What the task asks
Return every line of the data below word for word, but leave out the pictures.

Collected data

* Begin *

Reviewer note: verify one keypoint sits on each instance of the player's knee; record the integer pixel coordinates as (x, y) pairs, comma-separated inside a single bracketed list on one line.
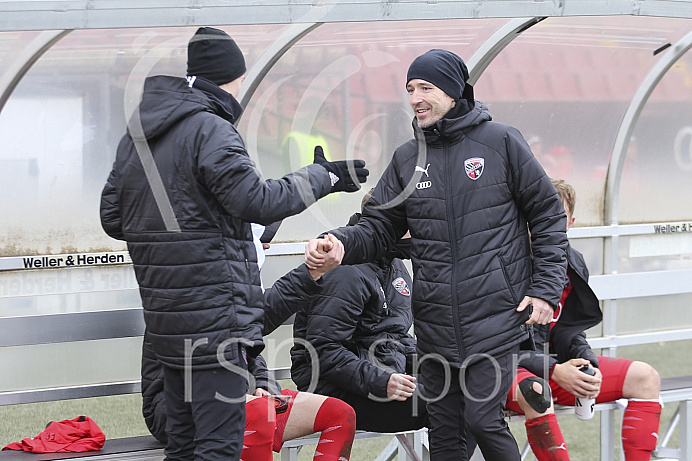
[(646, 382), (536, 393)]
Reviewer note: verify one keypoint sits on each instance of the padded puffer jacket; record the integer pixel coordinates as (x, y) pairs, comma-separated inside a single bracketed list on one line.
[(567, 338), (469, 190), (357, 329), (197, 269)]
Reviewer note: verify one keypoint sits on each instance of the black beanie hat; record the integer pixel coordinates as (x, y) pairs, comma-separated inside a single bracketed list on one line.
[(443, 69), (214, 55)]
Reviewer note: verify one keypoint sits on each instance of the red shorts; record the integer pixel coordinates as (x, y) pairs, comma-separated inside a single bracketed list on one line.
[(613, 369), (283, 410)]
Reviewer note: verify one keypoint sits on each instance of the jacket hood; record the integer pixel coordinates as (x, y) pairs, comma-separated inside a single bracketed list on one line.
[(167, 100), (453, 124), (401, 249)]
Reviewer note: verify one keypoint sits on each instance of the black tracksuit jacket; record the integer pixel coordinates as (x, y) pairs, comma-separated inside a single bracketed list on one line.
[(467, 188), (567, 340), (199, 284)]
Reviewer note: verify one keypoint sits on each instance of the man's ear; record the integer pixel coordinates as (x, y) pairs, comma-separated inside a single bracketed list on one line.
[(571, 222)]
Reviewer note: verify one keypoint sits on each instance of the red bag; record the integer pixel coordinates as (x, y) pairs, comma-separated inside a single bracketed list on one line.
[(71, 435)]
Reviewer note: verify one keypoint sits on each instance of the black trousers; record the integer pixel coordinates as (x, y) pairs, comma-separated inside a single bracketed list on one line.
[(472, 400), (204, 425), (388, 416)]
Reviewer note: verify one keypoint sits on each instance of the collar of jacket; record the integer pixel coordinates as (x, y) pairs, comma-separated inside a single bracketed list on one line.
[(225, 105)]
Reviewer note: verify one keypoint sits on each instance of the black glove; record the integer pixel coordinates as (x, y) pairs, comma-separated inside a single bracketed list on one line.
[(343, 172)]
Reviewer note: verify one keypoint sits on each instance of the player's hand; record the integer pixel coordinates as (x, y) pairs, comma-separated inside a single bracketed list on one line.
[(345, 175), (541, 312), (568, 376), (259, 392), (323, 255), (400, 386)]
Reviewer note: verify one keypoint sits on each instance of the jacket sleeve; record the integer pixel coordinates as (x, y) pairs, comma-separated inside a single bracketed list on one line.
[(382, 223), (257, 367), (227, 171), (153, 402), (287, 296), (540, 205), (330, 329), (110, 214)]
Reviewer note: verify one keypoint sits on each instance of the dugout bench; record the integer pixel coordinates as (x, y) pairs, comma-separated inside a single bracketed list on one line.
[(106, 325)]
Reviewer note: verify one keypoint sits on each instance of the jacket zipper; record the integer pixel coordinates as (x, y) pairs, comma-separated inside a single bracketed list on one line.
[(452, 241)]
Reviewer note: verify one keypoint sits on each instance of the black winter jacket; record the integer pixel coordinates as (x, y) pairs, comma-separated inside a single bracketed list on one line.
[(197, 271), (466, 189), (287, 294), (567, 340), (358, 329)]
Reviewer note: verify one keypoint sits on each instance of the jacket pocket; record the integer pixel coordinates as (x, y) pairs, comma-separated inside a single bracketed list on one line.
[(508, 281)]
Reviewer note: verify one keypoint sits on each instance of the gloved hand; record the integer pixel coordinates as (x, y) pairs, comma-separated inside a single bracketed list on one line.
[(343, 172)]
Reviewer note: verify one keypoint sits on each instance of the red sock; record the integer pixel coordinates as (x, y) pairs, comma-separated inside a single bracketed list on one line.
[(336, 420), (260, 421), (545, 438), (640, 429)]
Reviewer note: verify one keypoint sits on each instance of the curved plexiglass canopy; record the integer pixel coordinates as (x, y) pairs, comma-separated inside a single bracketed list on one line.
[(601, 93)]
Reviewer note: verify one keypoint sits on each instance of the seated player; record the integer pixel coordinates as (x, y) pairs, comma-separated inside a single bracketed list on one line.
[(615, 378)]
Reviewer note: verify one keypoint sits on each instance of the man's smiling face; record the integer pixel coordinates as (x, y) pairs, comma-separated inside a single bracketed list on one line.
[(429, 103)]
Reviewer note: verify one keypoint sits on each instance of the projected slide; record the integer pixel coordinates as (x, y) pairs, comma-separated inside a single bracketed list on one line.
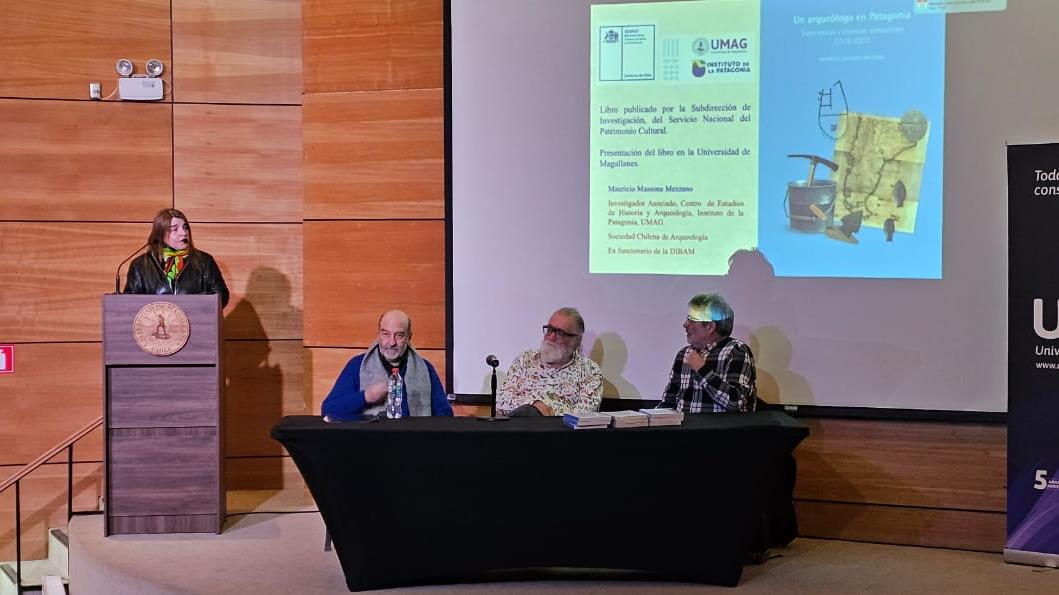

* End *

Exercise answer
Reviewer note: verify one keypoint sits on each instance of the player's knee; record the integer pixel coordinates as (x, y) pairs, comma-separated inside a single bracketed list on one line.
[(646, 382), (536, 393)]
Reviewer note: verify one keypoint sits on each instance of the padded puffer jacket; record the integer pixel coordinates as (x, y) pairs, comma-separated inside a single bracketed list on one line.
[(567, 338), (469, 190), (357, 329), (197, 269)]
Reviewer note: verify one keypoint sits on each instance of the black beanie hat; record the integer pixel coordinates as (x, y) pairs, comma-separated inside a single bracketed list on one line.
[(443, 69), (214, 55)]
Reviewer note: verify one keypoint sits on each instance of the red shorts; record the integer pixel coordinates as (x, y) pairs, comma-separated inside a single bracketed list on one line.
[(613, 369), (283, 410)]
Reviewer note: verify one keypoint sits on each instance of the jacket hood; record the integer pixel coordinates as (x, y) pairs, comma-separated inside a single bracketed list on one line.
[(167, 100), (453, 124), (401, 249)]
Reviewer note: verify one keypoint sits on each instance of the black tracksuit jacket; record the integer pixel coordinates as (x, y) pairs, comma-separated inside a single bracketed list on one line.
[(467, 188), (567, 340), (199, 284)]
Reviewer note: verify one keypoint sits on each instance of the man's ear; record the integer pixel coordinates as (x, y) pairs, comma-separated inside a single bracketed list on one line.
[(571, 222)]
Reviewer note: verify one keypoint sits on each instance of the red bag; record the integer pixel coordinates as (x, y) pairs, comma-separated inside a single bracketed list on one line.
[(71, 435)]
Reviewer note: verify one keypoint sits on each instance of the black trousers; record the integer pixel coordinates as (x, y) pairs, comma-separated inside a single bracketed list on one line.
[(472, 400), (204, 425), (388, 416)]
Reviewer note: verify one keypoint sits on each instance of the collar of jacket; record the integer pixel coordinates as (x, y) pairs, comma-separated inside a single bracketed list on one line.
[(225, 105)]
Reviewer note: verify one keypoint sits on each instance of the black glove; record the integer pixel coordinates as (x, y) pairs, comma-separated inside a single bracketed list on one line.
[(343, 172)]
Reviewer note: verify one keypoint sits on each instance of the player's hand; record the integer pixel coordinates as (x, y) pairs, comma-separated inside a single bracketed list on one line.
[(345, 175), (541, 312), (568, 376), (259, 392), (323, 255), (400, 386)]
Reviewer note: verify one keypoint sits on each instance of the jacket sleeve; record the integer pixel coordinates as (x, y) pairs, comma-separated inside a single bracketed list on one line.
[(382, 223), (257, 367), (227, 171), (153, 402), (287, 296), (540, 205), (330, 329), (110, 214)]
Reviewer note: verify one keypoint sits on each instance of the dugout bench; record the integer pixel coordinates as (x, y) pairs, comma-separated inside a single bracketed list on one line.
[(106, 325)]
Reviewer note: verify one keypoint sits on each instance of the jacket zipper; record the integer pixel coordinates as (x, y) pairs, comma-separated inside a single bracketed list on one line.
[(452, 241)]
Reviewer note: verify one keypoint sits on each instance of the black winter jacket; record the integer pixel coordinates as (x, y) pairs, comma-separated inside a single bracketed list on one line.
[(197, 271), (466, 189), (287, 294), (567, 340), (358, 329)]
Reviewer note: verify one keypoint sits on each instance of the jacket pocket; record the integer pixel coordinates as (x, y) pairs, comma-separated inside a single bracketed list on one line.
[(508, 281)]
Reviewer note: verify one keypoint sits on each instance of the gloved hand; record the integer pixel coordinates as (x, y) pairs, comma-separated inside a single bracketed list on one line.
[(343, 172)]
Reviewer note: verify one keypoint sits on each instance of the red sock; record the integer pixel coordinates as (x, y) pairs, comma-separated inside a single bracketed list on one line.
[(336, 420), (260, 421), (545, 438), (640, 429)]
Reviewer note: verify one keypoint sits on each instance of the curved plexiglass canopy; record the integer pixel coordinates as (x, y) pairs, comma-separated inside a single bracketed list on one line.
[(601, 93)]
Reviewer note: verify one keypoint sits on each instance of the seated player; record the integer pixel coordinates as (x, y) pairs, comma-separated inside a single bracketed list on one line.
[(615, 378)]
Reviewer note: verify one keypoint sits on each instance of the man's smiling face; record the integer pixel coordinates as (x, y) pairs, comma-separated inside a single bracketed list on one line.
[(429, 103)]
Reviewer note: verify one keypoint sits on each instance of the projected slide; record the integer pixel coordinates as (x, y) pairs, comma-separated inside a single bracketed list on one line.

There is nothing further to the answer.